Problem description:
Answer these questions using the article about the Prairie Campus below.
1. In what year was First United Methodist Church established?
2. At which school will the weekly 10 a.m. worship services be held?
3. What church did First United Methodist plant in Woodland Park, and in what year?

Reading text:
==*==
The Rev. Patty Walker has been the “church planter” at First United Methodist Church for the past year.

The title is literal. Walker has been seeding a new church, the storied downtown congregation’s Prairie Campus.

The new branch bears fruit today with the launch of worship services. The celebration coincides with Palm/Passion Sunday — the beginning of Holy Week.

Walker will lead weekly 10 a.m. worship services at Banning Lewis Preparatory Academy (see box). The plan is to sink roots in the eastern Colorado Springs community with services at the school for now and eventually build a church there, she said.

“We are growing a church, and I think it’s an exciting thing for this church to be doing,” said Walker, who has been minister of caring ministries for FUMC for six years.

FUMC is the city’s first church, established in 1871, when city founder Gen. William Jackson Palmer donated land for it. Part of the church’s mission has been to grow with the city. It has “planted” other churches: Mountain View United Methodist Church in Woodland Park in 1978, Sunrise United Methodist in Briargate in 1980 and Wilson United Methodist in the Mountain Shadows area in 1987.

With FUMC approaching its 150th anniversary, the timing was right for new growth.

“In this climate, where more and more people — especially young people — are opting out of going to church, this model plants an additional location that will remain connected to this church (FUMC’s downtown campus),” Walker said.

The Falcon-area location was chosen because no other main Protestant church is south of Woodmen Road and east of Powers Boulevard.

“We do have members who live out east there who drive in for services. It’s about a half-hour drive,” Walker said. “But the greater motivation is: That is where Colorado Springs is growing, to the east. It grew out of this desire to reach new people who are living out there. There are a lot of young families.
==*==
Dataset excerpts:
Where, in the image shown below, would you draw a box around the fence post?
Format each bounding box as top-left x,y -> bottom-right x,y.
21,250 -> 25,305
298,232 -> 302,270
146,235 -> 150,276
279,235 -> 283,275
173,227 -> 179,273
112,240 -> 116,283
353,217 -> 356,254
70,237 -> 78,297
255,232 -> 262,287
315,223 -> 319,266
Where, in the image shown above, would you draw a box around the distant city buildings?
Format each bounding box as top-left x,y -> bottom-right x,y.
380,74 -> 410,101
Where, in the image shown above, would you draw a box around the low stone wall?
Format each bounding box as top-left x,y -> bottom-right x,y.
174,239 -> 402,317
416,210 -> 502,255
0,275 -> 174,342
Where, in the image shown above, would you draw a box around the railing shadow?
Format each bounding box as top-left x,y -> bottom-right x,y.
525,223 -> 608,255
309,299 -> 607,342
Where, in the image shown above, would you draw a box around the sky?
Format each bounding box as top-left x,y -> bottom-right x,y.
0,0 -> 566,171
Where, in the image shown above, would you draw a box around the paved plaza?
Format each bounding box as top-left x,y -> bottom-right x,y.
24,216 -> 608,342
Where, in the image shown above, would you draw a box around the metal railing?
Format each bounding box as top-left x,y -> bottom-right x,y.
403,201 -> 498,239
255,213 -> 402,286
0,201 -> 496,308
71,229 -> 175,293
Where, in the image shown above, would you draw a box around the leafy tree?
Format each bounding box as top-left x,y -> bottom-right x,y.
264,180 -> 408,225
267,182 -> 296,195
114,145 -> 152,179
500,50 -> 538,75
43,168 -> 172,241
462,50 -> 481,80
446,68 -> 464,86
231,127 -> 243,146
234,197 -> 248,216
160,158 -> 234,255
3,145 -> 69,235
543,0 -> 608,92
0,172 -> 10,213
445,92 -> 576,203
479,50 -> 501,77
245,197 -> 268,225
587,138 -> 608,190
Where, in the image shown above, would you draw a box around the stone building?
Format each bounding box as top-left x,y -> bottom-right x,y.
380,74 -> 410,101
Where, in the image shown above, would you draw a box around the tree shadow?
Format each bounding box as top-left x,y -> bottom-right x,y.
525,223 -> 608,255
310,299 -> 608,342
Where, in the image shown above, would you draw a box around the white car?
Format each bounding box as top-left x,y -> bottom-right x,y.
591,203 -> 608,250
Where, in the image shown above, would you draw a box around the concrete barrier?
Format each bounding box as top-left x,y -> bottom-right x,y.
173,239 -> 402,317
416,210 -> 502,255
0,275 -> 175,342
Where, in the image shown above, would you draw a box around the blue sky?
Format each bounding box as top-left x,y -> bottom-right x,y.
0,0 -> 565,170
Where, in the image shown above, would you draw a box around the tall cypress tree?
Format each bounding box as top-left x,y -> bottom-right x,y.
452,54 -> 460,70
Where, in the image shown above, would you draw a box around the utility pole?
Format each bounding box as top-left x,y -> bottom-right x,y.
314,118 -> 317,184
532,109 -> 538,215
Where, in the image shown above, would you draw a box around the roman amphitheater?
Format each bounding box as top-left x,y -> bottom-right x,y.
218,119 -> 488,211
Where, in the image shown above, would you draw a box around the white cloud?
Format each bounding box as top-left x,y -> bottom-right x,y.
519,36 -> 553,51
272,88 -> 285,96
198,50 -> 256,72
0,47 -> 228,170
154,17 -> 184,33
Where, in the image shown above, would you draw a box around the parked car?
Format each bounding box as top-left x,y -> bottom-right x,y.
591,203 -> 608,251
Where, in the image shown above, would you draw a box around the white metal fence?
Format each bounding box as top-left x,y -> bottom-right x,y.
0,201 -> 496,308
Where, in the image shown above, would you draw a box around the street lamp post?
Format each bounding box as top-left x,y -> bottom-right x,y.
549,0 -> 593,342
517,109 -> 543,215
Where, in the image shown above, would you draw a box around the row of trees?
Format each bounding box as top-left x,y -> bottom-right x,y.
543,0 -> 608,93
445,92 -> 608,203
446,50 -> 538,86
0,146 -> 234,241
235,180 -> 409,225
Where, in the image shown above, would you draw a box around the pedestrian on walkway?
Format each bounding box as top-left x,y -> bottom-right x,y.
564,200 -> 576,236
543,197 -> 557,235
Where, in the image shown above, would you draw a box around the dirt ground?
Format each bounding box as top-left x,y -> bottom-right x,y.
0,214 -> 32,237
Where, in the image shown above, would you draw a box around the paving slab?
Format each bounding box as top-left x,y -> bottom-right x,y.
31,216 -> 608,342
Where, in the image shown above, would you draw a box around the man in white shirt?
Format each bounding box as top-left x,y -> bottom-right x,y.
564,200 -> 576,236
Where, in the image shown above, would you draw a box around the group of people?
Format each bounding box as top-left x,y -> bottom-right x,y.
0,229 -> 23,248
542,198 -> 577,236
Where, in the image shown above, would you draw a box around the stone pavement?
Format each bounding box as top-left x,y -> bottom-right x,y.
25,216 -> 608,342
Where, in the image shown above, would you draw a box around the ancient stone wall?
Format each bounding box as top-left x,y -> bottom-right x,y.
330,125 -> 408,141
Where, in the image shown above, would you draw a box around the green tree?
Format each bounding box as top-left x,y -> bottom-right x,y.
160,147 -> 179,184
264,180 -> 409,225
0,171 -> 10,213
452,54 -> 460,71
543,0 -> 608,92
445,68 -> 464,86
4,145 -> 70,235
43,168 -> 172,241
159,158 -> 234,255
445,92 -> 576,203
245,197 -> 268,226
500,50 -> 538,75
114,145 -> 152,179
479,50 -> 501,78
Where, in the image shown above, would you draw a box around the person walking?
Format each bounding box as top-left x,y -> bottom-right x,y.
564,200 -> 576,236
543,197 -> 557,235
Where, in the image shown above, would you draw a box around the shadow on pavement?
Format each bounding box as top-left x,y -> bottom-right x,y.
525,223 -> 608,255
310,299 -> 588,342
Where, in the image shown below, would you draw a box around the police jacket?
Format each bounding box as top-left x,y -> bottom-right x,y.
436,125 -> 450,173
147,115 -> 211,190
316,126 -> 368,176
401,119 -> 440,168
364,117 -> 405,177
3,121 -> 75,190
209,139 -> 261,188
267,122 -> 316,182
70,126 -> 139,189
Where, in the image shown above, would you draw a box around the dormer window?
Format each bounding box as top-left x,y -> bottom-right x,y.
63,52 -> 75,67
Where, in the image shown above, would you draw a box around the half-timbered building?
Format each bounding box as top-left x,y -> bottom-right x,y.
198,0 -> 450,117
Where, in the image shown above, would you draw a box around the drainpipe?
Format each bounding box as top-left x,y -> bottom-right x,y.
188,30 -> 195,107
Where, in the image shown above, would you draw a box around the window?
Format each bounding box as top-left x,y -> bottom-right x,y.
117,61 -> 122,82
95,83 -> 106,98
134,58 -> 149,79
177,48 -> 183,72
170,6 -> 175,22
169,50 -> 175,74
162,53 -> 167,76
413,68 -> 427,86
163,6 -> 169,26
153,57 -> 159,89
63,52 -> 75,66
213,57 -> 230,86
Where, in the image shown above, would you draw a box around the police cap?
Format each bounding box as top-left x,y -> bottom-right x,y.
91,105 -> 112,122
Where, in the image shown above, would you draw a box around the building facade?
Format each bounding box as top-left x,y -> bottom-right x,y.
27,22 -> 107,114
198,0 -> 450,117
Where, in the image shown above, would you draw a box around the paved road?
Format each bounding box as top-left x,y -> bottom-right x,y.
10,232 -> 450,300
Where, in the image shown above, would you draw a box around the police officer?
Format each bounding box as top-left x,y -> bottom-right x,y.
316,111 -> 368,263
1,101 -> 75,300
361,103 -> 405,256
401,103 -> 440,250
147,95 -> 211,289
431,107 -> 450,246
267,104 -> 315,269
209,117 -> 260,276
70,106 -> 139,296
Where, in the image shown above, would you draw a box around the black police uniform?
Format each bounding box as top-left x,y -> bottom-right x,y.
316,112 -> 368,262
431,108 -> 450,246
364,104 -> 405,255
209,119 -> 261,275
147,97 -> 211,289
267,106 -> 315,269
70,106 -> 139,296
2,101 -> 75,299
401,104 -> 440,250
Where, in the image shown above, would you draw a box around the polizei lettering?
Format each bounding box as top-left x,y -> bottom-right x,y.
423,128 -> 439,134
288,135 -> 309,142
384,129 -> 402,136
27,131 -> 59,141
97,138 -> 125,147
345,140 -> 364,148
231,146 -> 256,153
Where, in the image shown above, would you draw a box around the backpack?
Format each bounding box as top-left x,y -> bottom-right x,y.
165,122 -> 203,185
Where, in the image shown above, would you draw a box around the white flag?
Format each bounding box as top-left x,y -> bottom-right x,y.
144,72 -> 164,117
==*==
Expected answer:
1. 1871
2. Banning Lewis Preparatory Academy
3. Mountain View United Methodist Church, in 1978